Exercise instructions:
Reproduce every line of the items below, starting at the line that has "Task: Where can the grass" and stopping after the line that has "x=48, y=677", and offset each coordinate in the answers by 64. Leave the pictures out.

Dataset records:
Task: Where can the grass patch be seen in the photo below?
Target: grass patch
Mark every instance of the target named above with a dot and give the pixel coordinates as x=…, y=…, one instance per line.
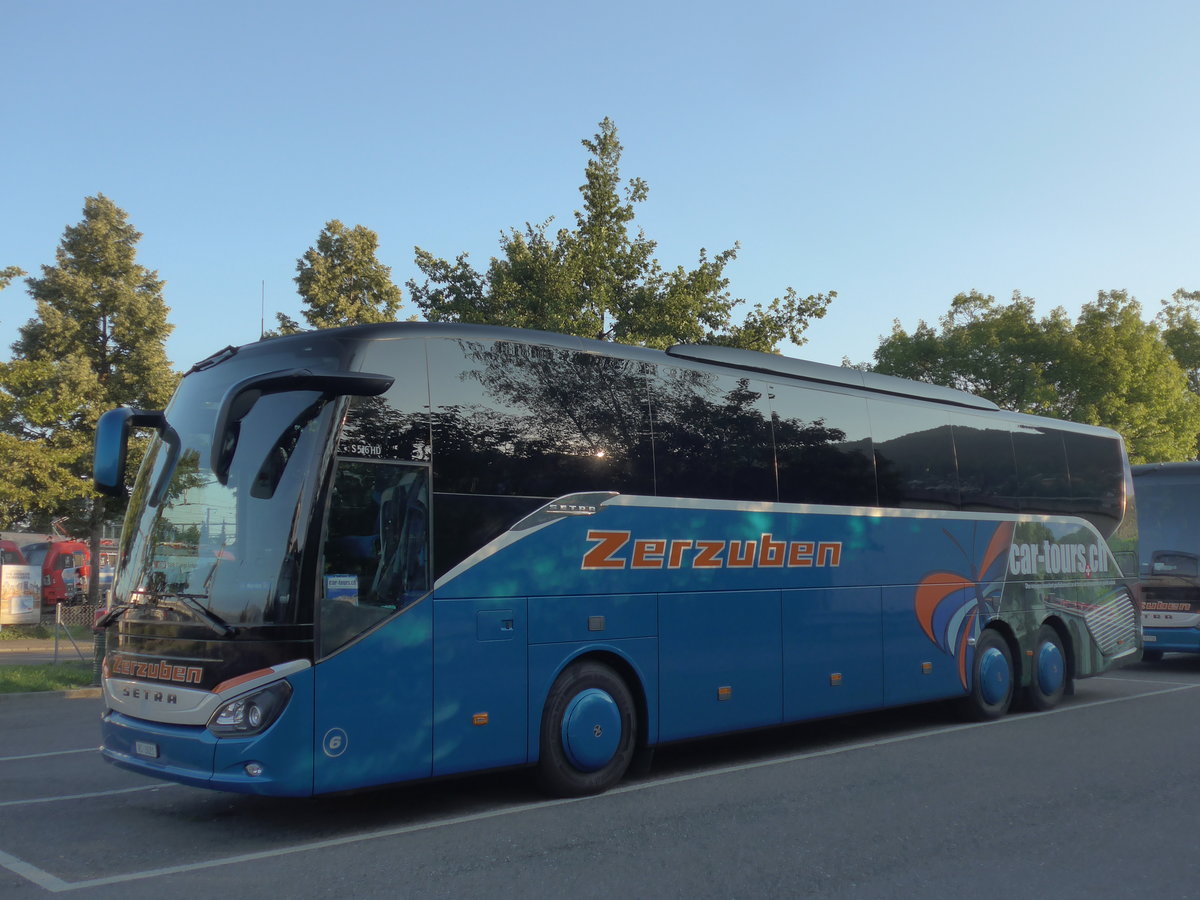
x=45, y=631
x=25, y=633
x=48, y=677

---

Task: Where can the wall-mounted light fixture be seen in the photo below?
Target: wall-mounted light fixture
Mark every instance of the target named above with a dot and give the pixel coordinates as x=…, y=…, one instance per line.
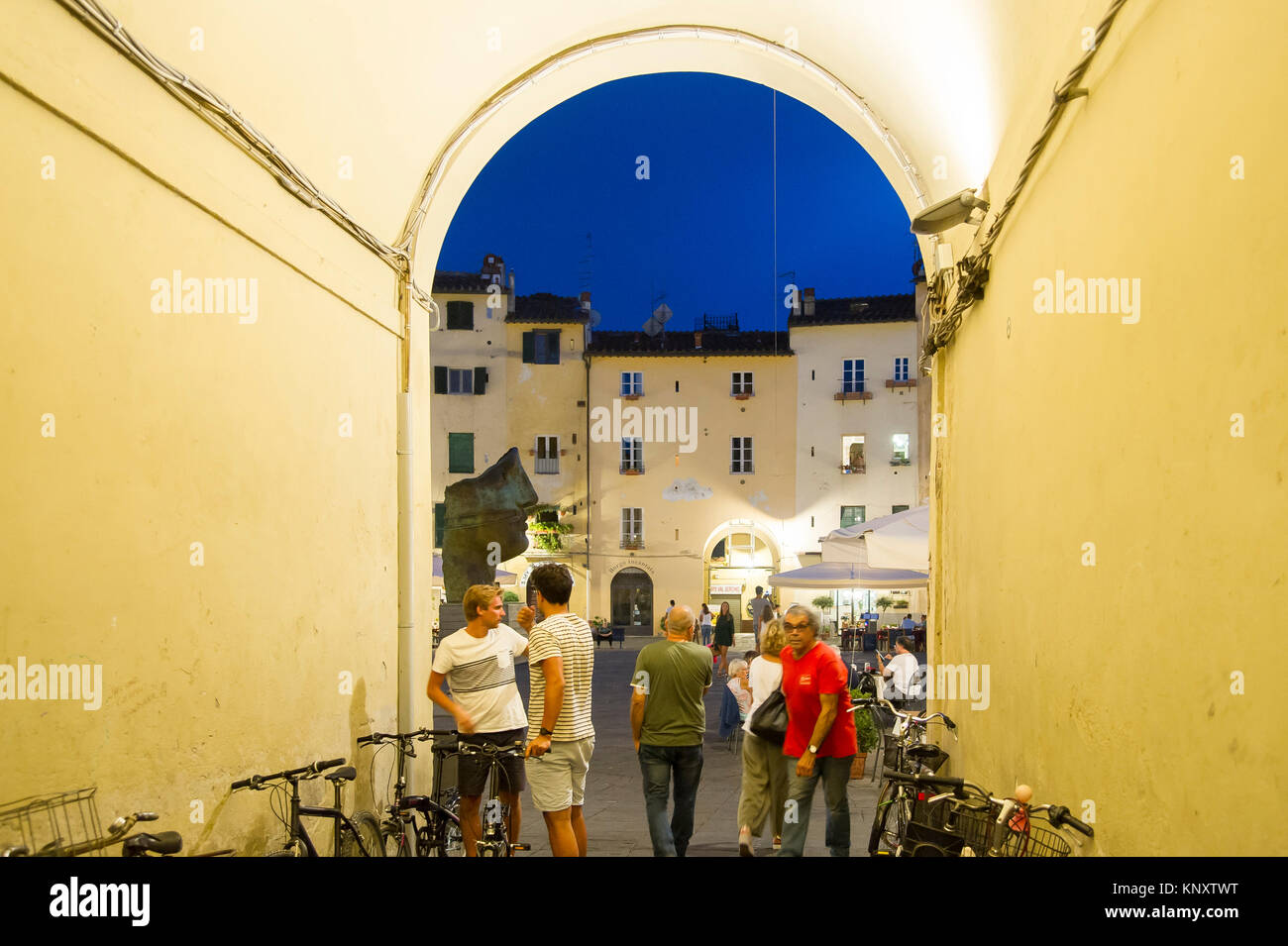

Result:
Task: Where can the grass patch be seen in the photo below?
Target: grass patch
Mark every instance of the target named above with a dot and give the pixel coordinates as x=…, y=…, one instance per line.
x=109, y=695
x=89, y=697
x=112, y=741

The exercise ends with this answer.